- **Exercise goal**:
Copy the stretch of the meningitis text from "Meningitis itself isn’t" through "tissues are swelling.", substituting "swollen" for "inflamed".

The Disease Detective

Meningitis itself isn’t a disease, just a description meaning that the tissues around the brain and spinal cord have become inflamed. In the United States, bacterial infections can cause meningitis, as can enteroviruses, mumps and herpes simplex. But a high proportion of cases have, as doctors say, no known etiology: No one knows why the patient’s brain and spinal tissues are swelling.

This was the case with the Dhaka outbreak. C.H.R.F. is one of the premier microbiology labs in Southeast Asia and is in charge of tracking meningitis in the country for the World Health Organization. “Every meningitis case that comes in, we culture,” Saha told me. “We do antigen tests for pneumococcus, Neisseria meningitidis, Hemophilus influenzae and G.B.S.,” or Group B streptococcus — the four infections most likely to cause meningitis. “Then we do a much more sensitive and specific test for Streptococcus pneumoniae bacteria, since that causes the highest proportion of cases. And then we also do real-time P.C.R. looking for fragments of DNA from any of these pathogens.”

When the outbreak began, it was assumed that the cause would again be bacterial, but none of the tests could pinpoint a pathogen. Over the next year, Saha worked to solve the mystery, at times in collaboration with other labs. One partnership, with an organization in China, fell apart when the group wasn’t willing to share its techniques. Another set of researchers, in Canada, ran their own tests on the meningitis samples, but couldn’t figure out the cause either. Not long after, Saha attended a conference at the British Museum, where she gave a presentation titled “The Dark Side of Meningitis.” “It was a negative talk,” Saha recalls. “Like: Why does everybody talk only about the successful cases? We need to talk about the thousands of cases every year where we have no idea what’s causing the disease.”

- **Material provided**:
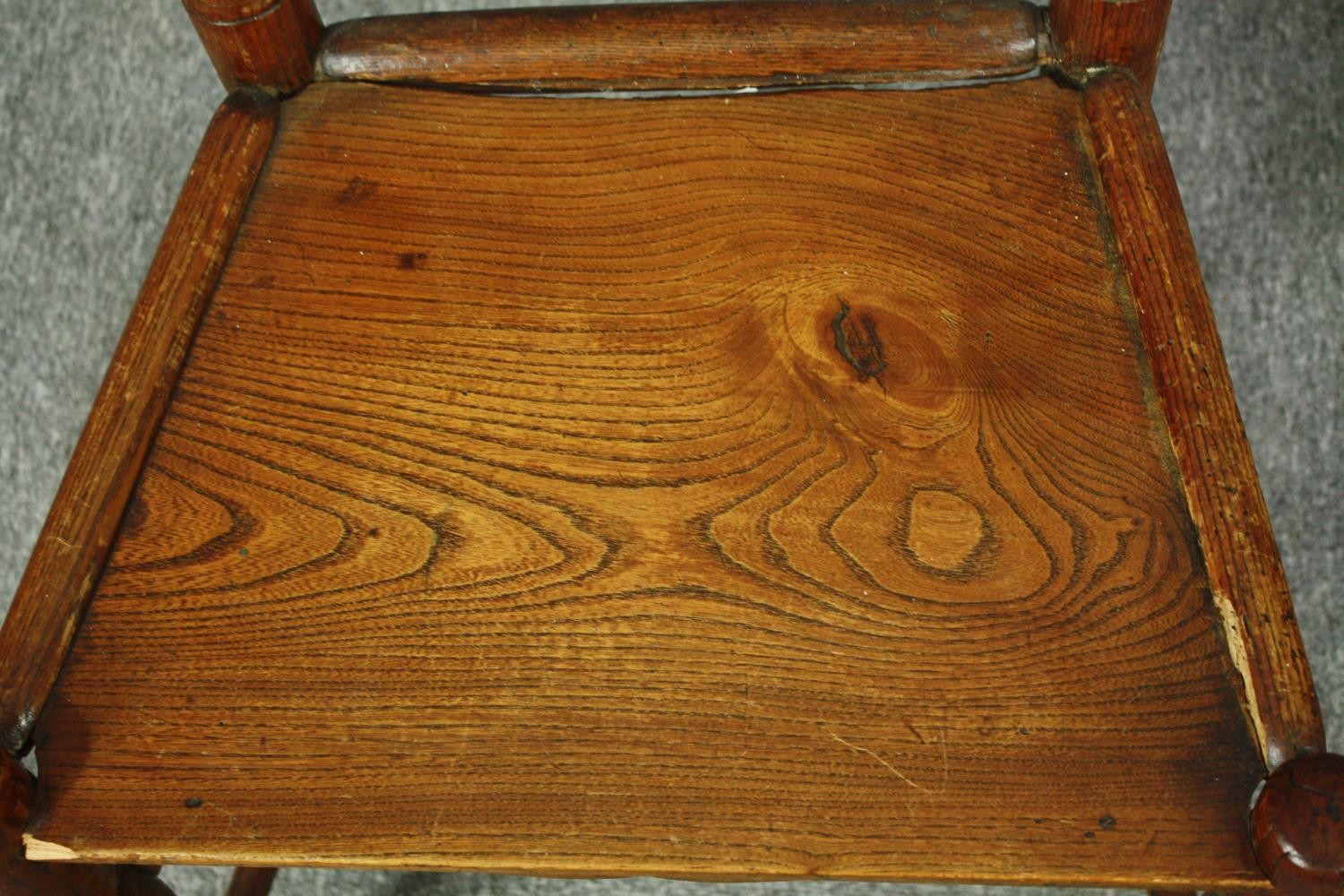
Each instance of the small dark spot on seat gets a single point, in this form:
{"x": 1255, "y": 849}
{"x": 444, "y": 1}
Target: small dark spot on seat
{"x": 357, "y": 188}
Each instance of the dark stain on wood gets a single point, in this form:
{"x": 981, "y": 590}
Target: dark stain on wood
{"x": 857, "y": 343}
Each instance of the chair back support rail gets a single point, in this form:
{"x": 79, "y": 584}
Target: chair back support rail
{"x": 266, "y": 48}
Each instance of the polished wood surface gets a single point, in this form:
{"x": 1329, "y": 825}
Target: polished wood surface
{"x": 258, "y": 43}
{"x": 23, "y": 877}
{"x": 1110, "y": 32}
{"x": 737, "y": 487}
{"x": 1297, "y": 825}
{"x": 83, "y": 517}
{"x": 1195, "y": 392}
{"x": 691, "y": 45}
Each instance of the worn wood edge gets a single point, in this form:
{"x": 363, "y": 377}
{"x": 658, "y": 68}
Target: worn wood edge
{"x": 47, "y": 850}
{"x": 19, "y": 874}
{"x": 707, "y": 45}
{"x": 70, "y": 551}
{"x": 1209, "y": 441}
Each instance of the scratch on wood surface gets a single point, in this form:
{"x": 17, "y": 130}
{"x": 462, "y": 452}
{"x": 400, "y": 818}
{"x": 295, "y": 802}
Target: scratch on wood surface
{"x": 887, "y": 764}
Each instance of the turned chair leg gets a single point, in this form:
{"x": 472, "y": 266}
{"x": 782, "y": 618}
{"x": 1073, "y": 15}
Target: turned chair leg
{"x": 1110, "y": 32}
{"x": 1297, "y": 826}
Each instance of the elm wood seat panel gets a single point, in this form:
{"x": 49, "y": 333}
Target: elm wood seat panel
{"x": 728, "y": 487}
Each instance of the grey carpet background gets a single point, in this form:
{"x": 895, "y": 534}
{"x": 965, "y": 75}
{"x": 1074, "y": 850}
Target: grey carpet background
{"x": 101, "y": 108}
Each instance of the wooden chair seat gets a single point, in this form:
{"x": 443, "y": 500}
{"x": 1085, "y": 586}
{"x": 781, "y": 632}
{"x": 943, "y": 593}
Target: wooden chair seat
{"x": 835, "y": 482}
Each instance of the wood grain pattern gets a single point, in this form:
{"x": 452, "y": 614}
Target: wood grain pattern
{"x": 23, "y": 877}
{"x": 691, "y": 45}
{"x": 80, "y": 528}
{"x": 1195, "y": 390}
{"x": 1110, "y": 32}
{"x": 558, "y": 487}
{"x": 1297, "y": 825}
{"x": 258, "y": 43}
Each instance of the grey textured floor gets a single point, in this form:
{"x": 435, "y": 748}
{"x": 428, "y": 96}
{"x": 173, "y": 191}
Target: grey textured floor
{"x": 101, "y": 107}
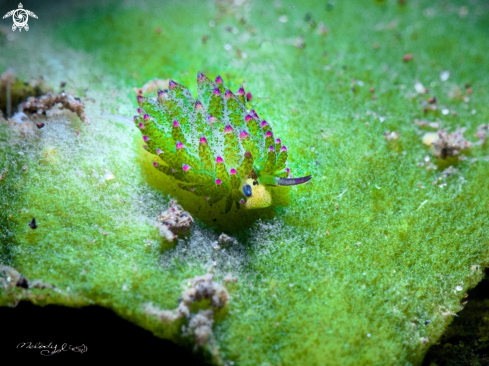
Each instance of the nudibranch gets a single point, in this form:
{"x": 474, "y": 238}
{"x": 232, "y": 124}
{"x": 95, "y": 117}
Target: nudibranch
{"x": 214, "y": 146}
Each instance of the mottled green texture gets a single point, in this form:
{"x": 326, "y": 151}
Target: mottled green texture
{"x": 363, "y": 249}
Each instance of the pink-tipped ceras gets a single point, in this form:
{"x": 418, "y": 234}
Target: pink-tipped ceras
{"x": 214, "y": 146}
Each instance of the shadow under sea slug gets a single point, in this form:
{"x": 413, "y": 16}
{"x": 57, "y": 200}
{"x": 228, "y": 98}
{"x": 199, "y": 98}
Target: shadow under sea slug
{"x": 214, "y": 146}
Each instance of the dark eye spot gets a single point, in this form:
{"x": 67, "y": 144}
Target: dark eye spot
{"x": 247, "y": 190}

- **Response to the task**:
Meningitis itself isn’t a disease, just a description meaning that the tissues around the brain and spinal cord have become swollen. In the United States, bacterial infections can cause meningitis, as can enteroviruses, mumps and herpes simplex. But a high proportion of cases have, as doctors say, no known etiology: No one knows why the patient’s brain and spinal tissues are swelling.